Page text:
▼

Introduction

The Ministry of Finance (Department of Economic Affairs) has notified the Foreign Exchange Management (Non-Debt Instruments) Rules, 2019 dated 17 October 2019 (Principal Rules) in supersession of erstwhile Foreign Exchange Management (Transfer of Issue of Security by a Person Resident outside India) Regulations, 2017 and the Foreign Exchange Management (Acquisition and Transfer of Immovable Property in India) Regulations, 2018.

An Overview of Amendments

The Ministry of Finance has come out with amendment notification, i.e. Foreign Exchange Management (Non debt Instruments) (Second Amendment) Rules, 2020 S.O. 1374(E).dated 27th April, 2020, (Amended Rules) which inter-alia include:

  • Acquisition after renunciation of rights;
  • Applicability of sourcing norms on Single brand retail trading;
  • 100% investment under automatic route in Intermediaries or insurance intermediaries, subject conditions;
  • Divestment by foreign Portfolio Investor (FPI) under conditions as prescribed by SEBI.

An Insight

1. Acquisition by a person resident outside India (PROI) after renunciation of rights by other shareholder

Insertion of new rule 7A which inter-alia states that whenever a PROI acquired a right towards offered shares from a person resident in India (who has renounced it), may acquire equity instruments of an Indian Company (other than share warrants)by exercising such right subject to pricing guidelines specified under Principal Rules.

▲

Challenge:
From the text on the Non-Debt Instruments Rules, extract everything from "The Ministry of Finance (Department" down to "India) Regulations, 2018.", reproducing the wording without change.

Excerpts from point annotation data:
▼

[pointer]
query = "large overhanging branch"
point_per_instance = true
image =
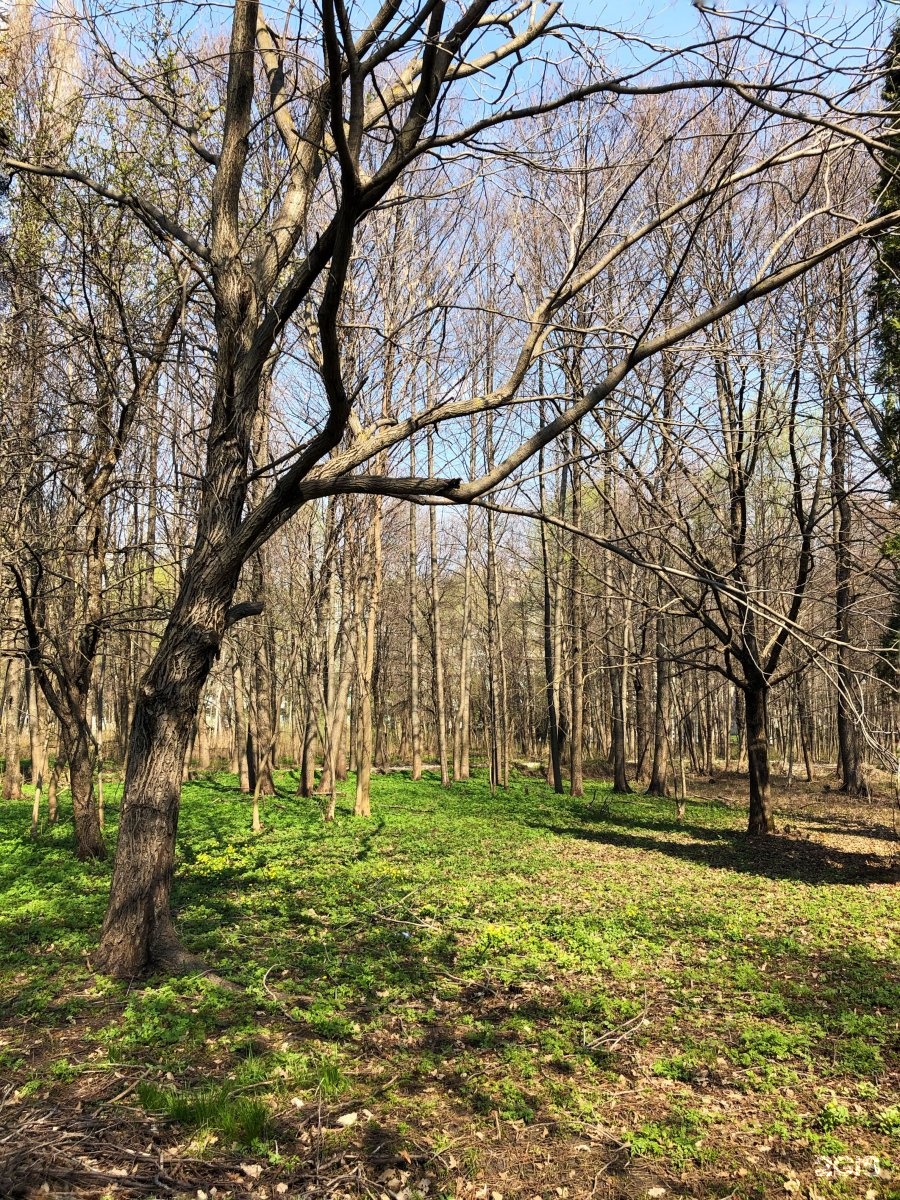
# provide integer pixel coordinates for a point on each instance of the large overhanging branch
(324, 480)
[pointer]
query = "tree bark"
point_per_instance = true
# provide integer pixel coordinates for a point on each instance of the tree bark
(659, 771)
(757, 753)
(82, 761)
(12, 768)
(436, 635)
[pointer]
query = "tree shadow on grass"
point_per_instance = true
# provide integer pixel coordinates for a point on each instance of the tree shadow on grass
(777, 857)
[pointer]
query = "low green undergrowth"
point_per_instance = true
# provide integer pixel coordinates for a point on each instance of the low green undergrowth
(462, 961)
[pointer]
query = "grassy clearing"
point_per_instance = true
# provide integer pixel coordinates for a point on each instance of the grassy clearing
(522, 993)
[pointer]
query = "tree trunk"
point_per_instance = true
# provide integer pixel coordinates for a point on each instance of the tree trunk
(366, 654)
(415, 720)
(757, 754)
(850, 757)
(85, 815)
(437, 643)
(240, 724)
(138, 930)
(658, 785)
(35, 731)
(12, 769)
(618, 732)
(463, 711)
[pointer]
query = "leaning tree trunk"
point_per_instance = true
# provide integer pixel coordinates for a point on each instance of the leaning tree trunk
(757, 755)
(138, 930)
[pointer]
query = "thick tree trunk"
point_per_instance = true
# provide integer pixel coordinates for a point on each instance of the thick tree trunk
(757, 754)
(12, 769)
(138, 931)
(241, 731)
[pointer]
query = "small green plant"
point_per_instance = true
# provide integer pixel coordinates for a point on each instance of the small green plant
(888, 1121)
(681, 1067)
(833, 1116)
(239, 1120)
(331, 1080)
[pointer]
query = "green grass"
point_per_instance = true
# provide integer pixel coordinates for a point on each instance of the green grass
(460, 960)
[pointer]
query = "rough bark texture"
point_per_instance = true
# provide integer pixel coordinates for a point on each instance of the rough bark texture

▲

Written solution:
The Ministry of Finance (Department of Economic Affairs) has notified the Foreign Exchange Management (Non-Debt Instruments) Rules, 2019 dated 17 October 2019 (Principal Rules) in supersession of erstwhile Foreign Exchange Management (Transfer of Issue of Security by a Person Resident outside India) Regulations, 2017 and the Foreign Exchange Management (Acquisition and Transfer of Immovable Property in India) Regulations, 2018.